# Your objective
Out of the listing below, copy every line that carries the string "tree".

# Dataset content
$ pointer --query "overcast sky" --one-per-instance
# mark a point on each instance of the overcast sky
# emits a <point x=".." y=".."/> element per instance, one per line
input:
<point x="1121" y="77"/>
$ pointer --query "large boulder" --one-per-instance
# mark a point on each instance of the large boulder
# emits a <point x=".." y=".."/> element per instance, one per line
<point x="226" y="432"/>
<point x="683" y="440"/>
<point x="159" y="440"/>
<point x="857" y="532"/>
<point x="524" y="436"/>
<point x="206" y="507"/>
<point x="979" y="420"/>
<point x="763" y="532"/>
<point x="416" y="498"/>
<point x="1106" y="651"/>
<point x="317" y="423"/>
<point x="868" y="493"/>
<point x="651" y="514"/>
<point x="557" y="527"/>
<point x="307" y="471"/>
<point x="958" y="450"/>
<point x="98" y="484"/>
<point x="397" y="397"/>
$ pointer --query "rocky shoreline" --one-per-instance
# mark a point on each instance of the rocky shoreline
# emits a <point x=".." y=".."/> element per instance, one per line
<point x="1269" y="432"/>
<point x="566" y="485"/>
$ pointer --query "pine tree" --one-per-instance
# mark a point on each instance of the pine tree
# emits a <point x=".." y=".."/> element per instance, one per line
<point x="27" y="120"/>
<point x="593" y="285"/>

# The answer
$ pointer --query "pine tree" --one-per-instance
# mark a point on each instance of the pine tree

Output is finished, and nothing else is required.